*ASSIGNMENT*.
Return the entire listing, character for character.

*DATA EXTRACTS*.
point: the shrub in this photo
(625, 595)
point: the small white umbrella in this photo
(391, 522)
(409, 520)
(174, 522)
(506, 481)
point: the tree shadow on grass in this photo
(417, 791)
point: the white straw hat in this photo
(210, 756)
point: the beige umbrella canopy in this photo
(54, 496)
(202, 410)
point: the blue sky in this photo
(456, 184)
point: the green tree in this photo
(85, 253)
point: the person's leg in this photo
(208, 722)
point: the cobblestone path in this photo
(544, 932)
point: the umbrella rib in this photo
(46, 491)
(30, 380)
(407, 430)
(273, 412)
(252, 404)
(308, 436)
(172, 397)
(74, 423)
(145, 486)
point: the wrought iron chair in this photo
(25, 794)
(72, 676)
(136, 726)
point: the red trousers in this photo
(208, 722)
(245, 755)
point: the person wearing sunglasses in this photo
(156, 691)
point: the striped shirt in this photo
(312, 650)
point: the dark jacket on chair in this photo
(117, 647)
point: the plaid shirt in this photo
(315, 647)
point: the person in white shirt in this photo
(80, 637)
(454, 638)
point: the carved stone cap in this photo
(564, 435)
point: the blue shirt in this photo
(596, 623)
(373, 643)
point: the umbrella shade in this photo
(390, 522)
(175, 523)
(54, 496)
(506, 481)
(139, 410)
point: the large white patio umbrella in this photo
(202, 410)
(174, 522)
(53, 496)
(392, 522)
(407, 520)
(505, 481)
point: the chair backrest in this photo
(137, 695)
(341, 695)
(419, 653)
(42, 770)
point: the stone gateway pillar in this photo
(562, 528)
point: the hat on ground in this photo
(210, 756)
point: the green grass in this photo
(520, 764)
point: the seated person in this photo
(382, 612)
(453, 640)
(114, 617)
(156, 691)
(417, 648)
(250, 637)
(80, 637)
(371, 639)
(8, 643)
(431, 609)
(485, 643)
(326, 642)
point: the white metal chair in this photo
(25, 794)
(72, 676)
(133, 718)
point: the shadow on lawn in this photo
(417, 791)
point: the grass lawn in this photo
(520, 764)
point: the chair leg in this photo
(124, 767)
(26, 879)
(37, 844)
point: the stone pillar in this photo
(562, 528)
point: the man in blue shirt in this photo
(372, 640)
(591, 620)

*EXERCISE RESULT*.
point: the shrub in this photo
(625, 595)
point: the small white umbrella in this photo
(391, 522)
(409, 520)
(174, 522)
(506, 481)
point: the tree shadow on grass in this photo
(417, 791)
point: the white straw hat in this photo
(210, 756)
point: the beige umbrella canopy in this photo
(54, 496)
(202, 410)
point: the blue sky in this photo
(456, 184)
point: the green tree in this photo
(85, 253)
point: the person's leg in this photo
(208, 722)
point: the cobblestone path in this photo
(544, 932)
point: the umbrella rib in this photo
(46, 491)
(30, 380)
(407, 430)
(273, 412)
(252, 404)
(308, 436)
(172, 397)
(74, 423)
(145, 486)
point: the wrought iron chair in this photo
(25, 794)
(72, 676)
(136, 726)
point: the red trousers in this photo
(208, 722)
(245, 755)
point: the person wearing sunglasses in this photo
(156, 691)
point: the striped shirt in this photo
(312, 650)
point: the dark jacket on chair in this photo
(117, 647)
point: the plaid shirt in this photo
(315, 647)
point: the person in white shirt in this photo
(80, 637)
(454, 638)
point: the carved stone cap in this photo
(564, 435)
point: the blue shirt in this photo
(596, 623)
(373, 643)
point: the umbrella shade in this photo
(390, 522)
(175, 523)
(54, 496)
(506, 481)
(139, 410)
point: the large white patio umbrella in this photo
(202, 410)
(174, 522)
(53, 496)
(392, 522)
(407, 520)
(505, 481)
point: the chair backrest in this photo
(137, 695)
(341, 695)
(419, 653)
(42, 770)
point: the stone gateway pillar in this photo
(562, 528)
point: the hat on ground in this photo
(210, 756)
point: the green grass in this photo
(520, 764)
point: the seated person in this photo
(382, 612)
(453, 640)
(114, 617)
(156, 691)
(417, 648)
(250, 637)
(80, 637)
(371, 639)
(8, 643)
(431, 609)
(485, 643)
(326, 642)
point: the white metal chair in this photo
(25, 794)
(72, 676)
(133, 718)
point: the shadow on lawn in this photo
(417, 791)
point: the grass lawn in this photo
(520, 764)
point: the chair leg in this photo
(124, 767)
(26, 879)
(37, 844)
point: the stone pillar in this photo
(562, 528)
point: the man in blue shirt in this photo
(372, 640)
(591, 620)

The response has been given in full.